━━━━━ TEXT UNDER STUDY

That is the _entire_ sentence I wrote. Please, don't cherry pick (on the topic
of not truly reading things). I'm making a statement about the nature of
controversial things, where there are conflicting viewpoints. Often times both
sides have valid points, despite being wildly opposed to each other.

Replace "college" in my statement with "politics". Or "medical studies". Or
"emacs vs. vi". Same thing - the truth it somewhere in the middle.

------
mitchellh
Disclaimer: I've done crossfit for over 2 years at this point.

This is actually one of the best written anti-crossfit posts I've come across.
Most are anecdotal "I went to one gym that didn't focus on form so all gyms
must be bad" posts, which are tiring. This post goes over some great details
which as a crossfitter I would say are true.

That being said, after doing CrossFit for 2 years I have a few tidbits of
advice:

    
    
      * Find a gym that focuses on form over workout. They exist, and crossfit is popular enough at this point that you should be able to find it.

━━━━━━━━━━

EXERCISE SET =>
1) In the forum thread, how long does mitchellh say he has done crossfit?
2) Echo the forum thread word for word, starting with "That is the" and going on through "to each other.".

━━━━━ PROVIDED MATERIAL

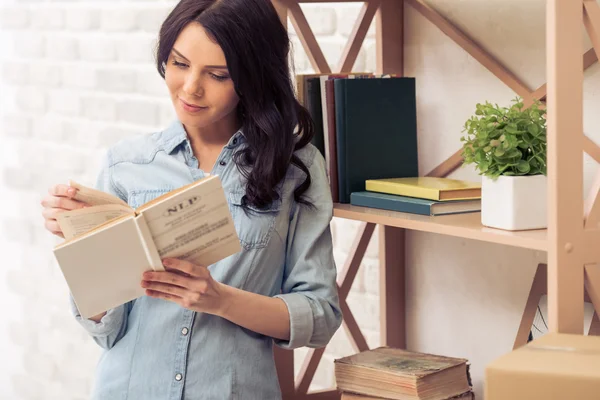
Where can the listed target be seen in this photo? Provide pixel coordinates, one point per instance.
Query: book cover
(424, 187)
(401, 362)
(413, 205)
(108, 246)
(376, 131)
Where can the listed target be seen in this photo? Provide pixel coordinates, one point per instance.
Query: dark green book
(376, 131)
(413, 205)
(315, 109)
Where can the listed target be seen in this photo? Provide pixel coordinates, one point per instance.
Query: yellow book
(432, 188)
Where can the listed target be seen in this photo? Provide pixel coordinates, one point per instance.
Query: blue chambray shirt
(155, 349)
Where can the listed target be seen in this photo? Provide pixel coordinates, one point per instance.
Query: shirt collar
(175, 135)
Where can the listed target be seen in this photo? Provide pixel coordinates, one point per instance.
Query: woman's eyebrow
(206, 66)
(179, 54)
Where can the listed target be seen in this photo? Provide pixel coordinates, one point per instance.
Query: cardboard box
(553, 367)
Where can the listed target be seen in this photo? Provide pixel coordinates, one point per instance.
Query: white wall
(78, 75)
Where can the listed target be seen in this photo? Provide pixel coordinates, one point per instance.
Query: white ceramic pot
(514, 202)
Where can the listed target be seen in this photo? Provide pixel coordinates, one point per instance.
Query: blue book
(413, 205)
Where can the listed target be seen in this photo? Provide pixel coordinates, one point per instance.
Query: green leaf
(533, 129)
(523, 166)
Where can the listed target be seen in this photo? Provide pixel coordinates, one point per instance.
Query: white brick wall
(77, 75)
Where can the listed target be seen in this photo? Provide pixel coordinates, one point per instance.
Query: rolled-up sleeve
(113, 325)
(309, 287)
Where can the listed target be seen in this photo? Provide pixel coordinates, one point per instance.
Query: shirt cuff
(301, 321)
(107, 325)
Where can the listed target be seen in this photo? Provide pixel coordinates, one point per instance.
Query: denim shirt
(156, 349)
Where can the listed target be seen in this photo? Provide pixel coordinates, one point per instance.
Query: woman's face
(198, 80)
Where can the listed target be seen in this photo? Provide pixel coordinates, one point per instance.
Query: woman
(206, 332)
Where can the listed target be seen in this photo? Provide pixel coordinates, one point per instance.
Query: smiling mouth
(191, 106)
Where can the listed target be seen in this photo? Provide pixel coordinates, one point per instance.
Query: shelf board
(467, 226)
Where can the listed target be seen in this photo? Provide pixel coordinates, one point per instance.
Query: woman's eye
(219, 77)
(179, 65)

━━━━━━━━━━
━━━━━ PROVIDED MATERIAL

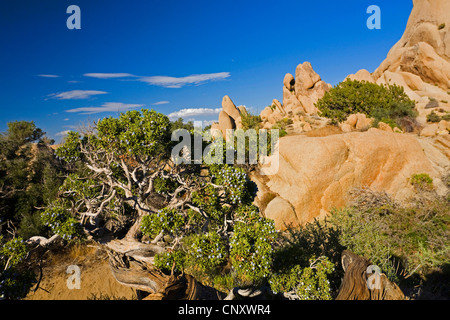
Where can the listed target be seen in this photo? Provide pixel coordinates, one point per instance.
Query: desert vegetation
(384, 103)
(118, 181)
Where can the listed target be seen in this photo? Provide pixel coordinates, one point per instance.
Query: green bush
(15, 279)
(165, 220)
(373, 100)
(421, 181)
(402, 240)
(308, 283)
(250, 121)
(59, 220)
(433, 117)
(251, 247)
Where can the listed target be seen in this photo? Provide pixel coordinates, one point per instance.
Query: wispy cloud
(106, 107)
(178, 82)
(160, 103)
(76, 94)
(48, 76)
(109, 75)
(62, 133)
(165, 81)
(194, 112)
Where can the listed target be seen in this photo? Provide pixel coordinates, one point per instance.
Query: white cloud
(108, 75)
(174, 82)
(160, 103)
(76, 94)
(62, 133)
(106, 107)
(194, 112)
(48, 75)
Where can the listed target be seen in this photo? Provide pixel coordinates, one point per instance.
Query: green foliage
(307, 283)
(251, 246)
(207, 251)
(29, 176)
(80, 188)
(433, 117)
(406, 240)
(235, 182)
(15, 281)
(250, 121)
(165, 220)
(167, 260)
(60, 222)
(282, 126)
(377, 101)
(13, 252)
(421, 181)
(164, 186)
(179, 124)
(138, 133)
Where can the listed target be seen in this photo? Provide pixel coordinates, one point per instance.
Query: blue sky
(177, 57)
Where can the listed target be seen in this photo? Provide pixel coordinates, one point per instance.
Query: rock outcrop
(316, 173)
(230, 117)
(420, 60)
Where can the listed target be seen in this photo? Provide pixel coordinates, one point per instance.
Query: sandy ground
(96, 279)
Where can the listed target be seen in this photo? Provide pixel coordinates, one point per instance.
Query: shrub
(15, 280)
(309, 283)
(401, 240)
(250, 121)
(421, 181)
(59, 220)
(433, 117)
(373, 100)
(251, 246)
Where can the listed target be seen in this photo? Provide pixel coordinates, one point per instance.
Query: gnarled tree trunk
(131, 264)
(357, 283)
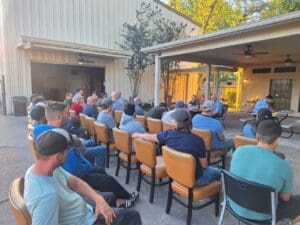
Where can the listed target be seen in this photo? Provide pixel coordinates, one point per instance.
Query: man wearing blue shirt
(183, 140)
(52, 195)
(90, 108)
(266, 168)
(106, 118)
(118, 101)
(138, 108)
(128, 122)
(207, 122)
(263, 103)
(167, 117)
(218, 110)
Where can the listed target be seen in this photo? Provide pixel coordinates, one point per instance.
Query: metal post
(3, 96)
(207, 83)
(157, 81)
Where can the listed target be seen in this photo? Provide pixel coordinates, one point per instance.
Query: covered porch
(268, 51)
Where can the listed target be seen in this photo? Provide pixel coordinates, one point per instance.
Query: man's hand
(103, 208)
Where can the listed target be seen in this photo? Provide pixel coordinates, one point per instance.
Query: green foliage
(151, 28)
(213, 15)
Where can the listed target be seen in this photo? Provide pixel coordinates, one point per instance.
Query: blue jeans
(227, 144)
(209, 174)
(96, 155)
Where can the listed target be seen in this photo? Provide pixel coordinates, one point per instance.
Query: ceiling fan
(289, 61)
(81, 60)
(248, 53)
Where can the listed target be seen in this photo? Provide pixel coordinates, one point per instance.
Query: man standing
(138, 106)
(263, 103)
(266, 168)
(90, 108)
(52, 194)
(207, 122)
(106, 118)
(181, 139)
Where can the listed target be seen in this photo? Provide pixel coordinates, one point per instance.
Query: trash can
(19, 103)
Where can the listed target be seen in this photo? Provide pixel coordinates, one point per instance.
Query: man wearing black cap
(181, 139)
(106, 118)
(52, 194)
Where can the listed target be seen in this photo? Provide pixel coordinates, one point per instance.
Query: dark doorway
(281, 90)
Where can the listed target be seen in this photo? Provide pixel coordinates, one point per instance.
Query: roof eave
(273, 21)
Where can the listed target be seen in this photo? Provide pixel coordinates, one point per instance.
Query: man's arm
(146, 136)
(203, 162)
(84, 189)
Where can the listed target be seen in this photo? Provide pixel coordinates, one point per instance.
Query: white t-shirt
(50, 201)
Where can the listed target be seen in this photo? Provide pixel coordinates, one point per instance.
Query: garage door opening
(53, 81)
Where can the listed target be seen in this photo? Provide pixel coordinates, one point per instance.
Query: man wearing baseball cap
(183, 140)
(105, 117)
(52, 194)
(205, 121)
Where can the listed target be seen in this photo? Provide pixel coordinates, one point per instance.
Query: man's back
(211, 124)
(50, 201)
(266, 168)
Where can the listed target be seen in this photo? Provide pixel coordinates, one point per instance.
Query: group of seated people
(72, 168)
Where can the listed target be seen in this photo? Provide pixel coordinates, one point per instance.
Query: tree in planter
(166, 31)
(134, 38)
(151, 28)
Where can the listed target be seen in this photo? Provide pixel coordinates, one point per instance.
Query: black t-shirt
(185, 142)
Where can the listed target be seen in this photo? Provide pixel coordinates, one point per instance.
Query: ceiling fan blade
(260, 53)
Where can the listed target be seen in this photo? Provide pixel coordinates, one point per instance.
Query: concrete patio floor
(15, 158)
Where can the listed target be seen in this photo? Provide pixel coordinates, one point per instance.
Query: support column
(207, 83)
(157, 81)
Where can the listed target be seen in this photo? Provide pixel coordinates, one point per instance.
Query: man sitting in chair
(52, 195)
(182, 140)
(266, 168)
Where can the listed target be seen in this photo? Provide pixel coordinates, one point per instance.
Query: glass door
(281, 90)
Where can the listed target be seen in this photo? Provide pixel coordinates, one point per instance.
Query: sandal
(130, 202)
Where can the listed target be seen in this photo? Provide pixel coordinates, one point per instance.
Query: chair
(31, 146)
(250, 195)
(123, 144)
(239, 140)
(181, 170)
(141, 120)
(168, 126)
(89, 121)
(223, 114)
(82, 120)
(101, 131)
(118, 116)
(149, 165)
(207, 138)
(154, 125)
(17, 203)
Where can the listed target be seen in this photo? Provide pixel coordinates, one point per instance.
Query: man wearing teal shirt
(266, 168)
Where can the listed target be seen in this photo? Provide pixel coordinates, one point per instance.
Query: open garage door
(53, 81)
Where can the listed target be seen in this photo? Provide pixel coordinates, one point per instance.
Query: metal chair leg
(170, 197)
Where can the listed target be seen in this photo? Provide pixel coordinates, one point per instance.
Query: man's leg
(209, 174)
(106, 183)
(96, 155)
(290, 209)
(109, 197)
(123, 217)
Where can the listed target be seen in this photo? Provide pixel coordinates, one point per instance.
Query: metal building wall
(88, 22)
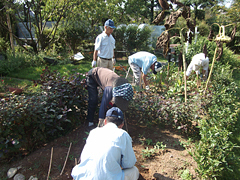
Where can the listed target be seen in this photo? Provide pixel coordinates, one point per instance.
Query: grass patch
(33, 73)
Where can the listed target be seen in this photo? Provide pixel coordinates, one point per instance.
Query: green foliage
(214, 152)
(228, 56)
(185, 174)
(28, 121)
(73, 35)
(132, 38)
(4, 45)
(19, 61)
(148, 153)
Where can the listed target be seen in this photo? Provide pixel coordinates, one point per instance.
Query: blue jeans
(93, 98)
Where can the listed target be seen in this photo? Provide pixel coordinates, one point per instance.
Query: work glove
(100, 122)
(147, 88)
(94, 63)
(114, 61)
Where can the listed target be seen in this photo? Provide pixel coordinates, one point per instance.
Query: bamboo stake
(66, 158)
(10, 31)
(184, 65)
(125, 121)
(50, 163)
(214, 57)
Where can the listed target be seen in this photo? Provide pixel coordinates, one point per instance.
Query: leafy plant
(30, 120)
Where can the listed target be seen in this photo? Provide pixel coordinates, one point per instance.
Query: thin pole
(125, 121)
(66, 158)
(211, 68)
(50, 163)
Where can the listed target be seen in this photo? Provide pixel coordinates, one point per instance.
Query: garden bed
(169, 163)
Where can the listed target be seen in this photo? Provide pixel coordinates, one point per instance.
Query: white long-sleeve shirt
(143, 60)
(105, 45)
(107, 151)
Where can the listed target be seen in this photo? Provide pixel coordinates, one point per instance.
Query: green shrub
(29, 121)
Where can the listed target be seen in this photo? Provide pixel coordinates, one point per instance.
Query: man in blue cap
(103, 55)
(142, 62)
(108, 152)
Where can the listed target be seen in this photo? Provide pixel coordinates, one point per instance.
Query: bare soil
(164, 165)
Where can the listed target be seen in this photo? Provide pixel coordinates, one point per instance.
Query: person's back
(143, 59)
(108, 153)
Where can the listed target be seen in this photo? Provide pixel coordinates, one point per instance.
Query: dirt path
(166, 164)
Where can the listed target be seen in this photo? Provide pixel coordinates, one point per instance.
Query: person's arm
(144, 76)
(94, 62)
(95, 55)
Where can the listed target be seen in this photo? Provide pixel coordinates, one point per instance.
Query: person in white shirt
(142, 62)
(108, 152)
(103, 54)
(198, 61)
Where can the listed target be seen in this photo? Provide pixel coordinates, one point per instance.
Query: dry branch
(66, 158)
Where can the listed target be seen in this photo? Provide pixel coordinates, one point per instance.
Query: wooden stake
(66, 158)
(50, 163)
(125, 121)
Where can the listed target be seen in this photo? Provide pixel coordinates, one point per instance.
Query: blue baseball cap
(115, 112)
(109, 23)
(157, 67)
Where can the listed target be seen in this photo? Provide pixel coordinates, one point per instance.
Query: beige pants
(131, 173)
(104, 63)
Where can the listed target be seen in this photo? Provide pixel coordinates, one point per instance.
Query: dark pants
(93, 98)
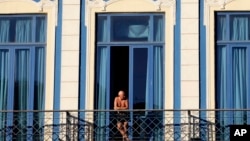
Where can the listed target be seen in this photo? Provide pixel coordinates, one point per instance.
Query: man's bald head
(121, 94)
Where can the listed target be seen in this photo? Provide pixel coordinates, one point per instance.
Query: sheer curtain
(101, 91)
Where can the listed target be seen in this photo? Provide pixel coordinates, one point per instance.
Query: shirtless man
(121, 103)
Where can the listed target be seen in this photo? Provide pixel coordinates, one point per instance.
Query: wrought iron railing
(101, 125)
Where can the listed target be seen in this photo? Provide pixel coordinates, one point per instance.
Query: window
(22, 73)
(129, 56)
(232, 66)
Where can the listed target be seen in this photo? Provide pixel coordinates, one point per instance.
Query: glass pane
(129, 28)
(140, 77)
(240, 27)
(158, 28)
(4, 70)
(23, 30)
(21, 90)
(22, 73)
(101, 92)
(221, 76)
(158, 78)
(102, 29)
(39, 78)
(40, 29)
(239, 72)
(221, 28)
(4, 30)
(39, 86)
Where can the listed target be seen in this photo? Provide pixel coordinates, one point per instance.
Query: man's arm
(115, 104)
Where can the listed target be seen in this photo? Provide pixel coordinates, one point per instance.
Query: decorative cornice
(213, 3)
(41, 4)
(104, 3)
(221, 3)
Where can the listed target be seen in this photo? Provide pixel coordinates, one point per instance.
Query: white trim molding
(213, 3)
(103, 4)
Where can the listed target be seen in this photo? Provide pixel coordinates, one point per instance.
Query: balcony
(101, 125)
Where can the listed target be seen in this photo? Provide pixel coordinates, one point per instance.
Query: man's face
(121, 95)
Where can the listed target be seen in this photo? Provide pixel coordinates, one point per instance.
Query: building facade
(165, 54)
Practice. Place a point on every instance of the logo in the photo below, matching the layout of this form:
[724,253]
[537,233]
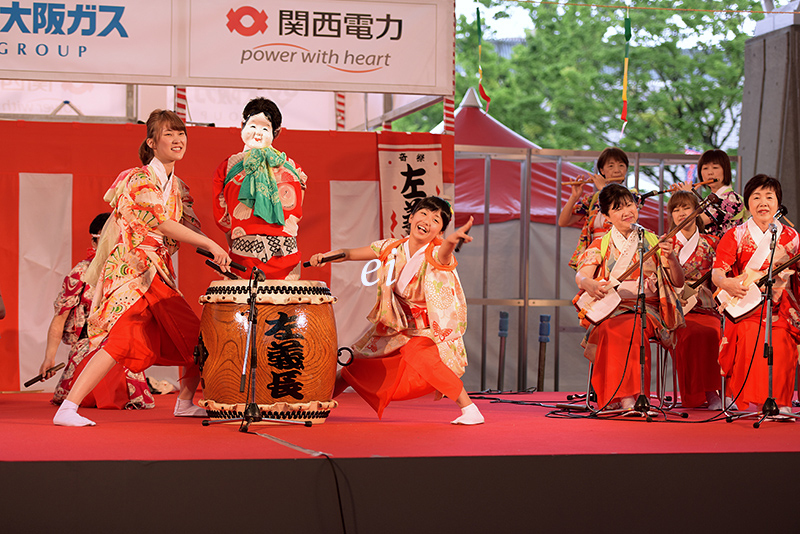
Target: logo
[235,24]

━━━━━━━━━━

EXERCISE RESULTS =>
1) Over 2 years.

2)
That is the _entire_ sentence I wrote. Please, don't cherry pick (on the topic
of not truly reading things). I'm making a statement about the nature of
controversial things, where there are conflicting viewpoints. Often times both
sides have valid points, despite being wildly opposed to each other.